TASK DESCRIPTION: Print every line of the data exactly as shown.

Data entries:
--*--
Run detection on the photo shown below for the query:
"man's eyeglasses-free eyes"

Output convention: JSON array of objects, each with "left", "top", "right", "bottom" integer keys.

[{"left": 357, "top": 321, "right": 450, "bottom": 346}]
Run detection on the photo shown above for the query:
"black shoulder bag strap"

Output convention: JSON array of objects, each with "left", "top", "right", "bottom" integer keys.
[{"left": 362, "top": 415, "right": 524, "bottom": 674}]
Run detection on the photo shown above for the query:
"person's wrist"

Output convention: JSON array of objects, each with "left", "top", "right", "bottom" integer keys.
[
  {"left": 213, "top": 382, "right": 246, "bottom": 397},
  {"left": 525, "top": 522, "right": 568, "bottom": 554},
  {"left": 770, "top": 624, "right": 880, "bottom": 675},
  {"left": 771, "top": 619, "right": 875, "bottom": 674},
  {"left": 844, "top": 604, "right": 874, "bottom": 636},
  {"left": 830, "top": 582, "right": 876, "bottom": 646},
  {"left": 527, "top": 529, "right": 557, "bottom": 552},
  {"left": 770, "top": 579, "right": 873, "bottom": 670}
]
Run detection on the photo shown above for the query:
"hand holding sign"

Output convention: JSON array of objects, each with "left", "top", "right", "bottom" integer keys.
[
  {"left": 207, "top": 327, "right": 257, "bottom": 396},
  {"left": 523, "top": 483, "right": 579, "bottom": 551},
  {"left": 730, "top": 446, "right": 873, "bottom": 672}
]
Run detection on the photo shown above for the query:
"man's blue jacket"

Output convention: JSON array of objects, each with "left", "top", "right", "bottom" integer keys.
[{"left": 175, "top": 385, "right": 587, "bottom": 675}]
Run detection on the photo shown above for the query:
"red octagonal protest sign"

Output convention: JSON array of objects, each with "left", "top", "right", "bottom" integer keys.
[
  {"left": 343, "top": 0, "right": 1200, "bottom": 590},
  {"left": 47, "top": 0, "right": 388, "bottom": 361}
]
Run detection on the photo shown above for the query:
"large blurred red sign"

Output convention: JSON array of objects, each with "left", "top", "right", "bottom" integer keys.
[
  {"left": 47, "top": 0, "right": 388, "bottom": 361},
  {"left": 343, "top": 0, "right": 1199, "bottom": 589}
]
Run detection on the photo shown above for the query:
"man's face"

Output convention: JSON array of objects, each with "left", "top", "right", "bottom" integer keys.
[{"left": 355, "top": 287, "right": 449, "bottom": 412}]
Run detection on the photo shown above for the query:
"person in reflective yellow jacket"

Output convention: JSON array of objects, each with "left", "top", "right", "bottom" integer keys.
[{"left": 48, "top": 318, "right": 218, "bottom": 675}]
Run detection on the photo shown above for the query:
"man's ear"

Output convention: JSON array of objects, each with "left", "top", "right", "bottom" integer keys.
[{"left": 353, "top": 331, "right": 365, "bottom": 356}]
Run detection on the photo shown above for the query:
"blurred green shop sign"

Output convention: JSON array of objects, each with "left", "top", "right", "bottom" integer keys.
--*--
EXERCISE RESPONSE:
Run detection on the photo shown below for the query:
"man's eyeglasses-free eyes"

Output convention: JSON array of objects, each with "left", "top", "right", "bottom" integer keys.

[{"left": 357, "top": 321, "right": 450, "bottom": 346}]
Run detection on the photo shown above for the query:
"black shoulder bag strap"

Output convention: JSON array of objects, each with "left", "top", "right", "bottom" integer keys.
[{"left": 362, "top": 415, "right": 524, "bottom": 674}]
Run detection on the photo shown above for the query:
"person's wrist"

Output convention: JSON array of objects, each with "left", "top", "right", "bottom" integer keys.
[
  {"left": 213, "top": 382, "right": 246, "bottom": 397},
  {"left": 525, "top": 522, "right": 568, "bottom": 554},
  {"left": 770, "top": 624, "right": 880, "bottom": 675},
  {"left": 771, "top": 619, "right": 875, "bottom": 674},
  {"left": 844, "top": 604, "right": 874, "bottom": 636},
  {"left": 830, "top": 582, "right": 876, "bottom": 646},
  {"left": 527, "top": 529, "right": 557, "bottom": 552},
  {"left": 770, "top": 579, "right": 873, "bottom": 670}
]
Run detection on the photo shown above for the query:
"hand holding sign"

Output convention: JSON array of objects, each with "left", "top", "right", "bottom" integer keys.
[
  {"left": 207, "top": 327, "right": 257, "bottom": 396},
  {"left": 523, "top": 483, "right": 579, "bottom": 551},
  {"left": 730, "top": 446, "right": 873, "bottom": 672}
]
Run detection on the photo shown above for the query:
"man's blue jacket"

Output convention: JSON array of objects, each with "left", "top", "right", "bottom" integer keys.
[{"left": 175, "top": 385, "right": 587, "bottom": 675}]
Run detection on the photo shown above for the query:
"red octagonal protest sign"

Output convention: JSON array of objects, each with "left", "top", "right", "bottom" integer keys.
[
  {"left": 343, "top": 0, "right": 1200, "bottom": 590},
  {"left": 47, "top": 0, "right": 388, "bottom": 361}
]
Run detection on the photo shown above for the query:
"large blurred red sign"

Output convention: JSON array of objects, each with "left", "top", "right", "bottom" integer keys.
[
  {"left": 47, "top": 0, "right": 388, "bottom": 361},
  {"left": 343, "top": 0, "right": 1199, "bottom": 589}
]
Run detection on the photo shown above for the query:
"man's face"

Output convention: JSON array of objects, each with "left", "top", "right", "bottom" integer keys.
[{"left": 355, "top": 287, "right": 449, "bottom": 412}]
Run detection on the photo shown above for the query:
"person in reflective yellow jacket"

Output convention: JSON array of objects, each with "left", "top", "right", "bottom" integer keys.
[{"left": 48, "top": 318, "right": 218, "bottom": 675}]
Run detection on the photo shown above for the query:
"man's ear"

Output convention: JSON array of objects, each with "left", "top", "right", "bottom" integer keys.
[{"left": 353, "top": 331, "right": 365, "bottom": 356}]
Run detection on the photo shown above for the query:
"blurred green shop sign"

Output convention: JSON array of objects, each with "left", "top", "right", "bottom" integer keys.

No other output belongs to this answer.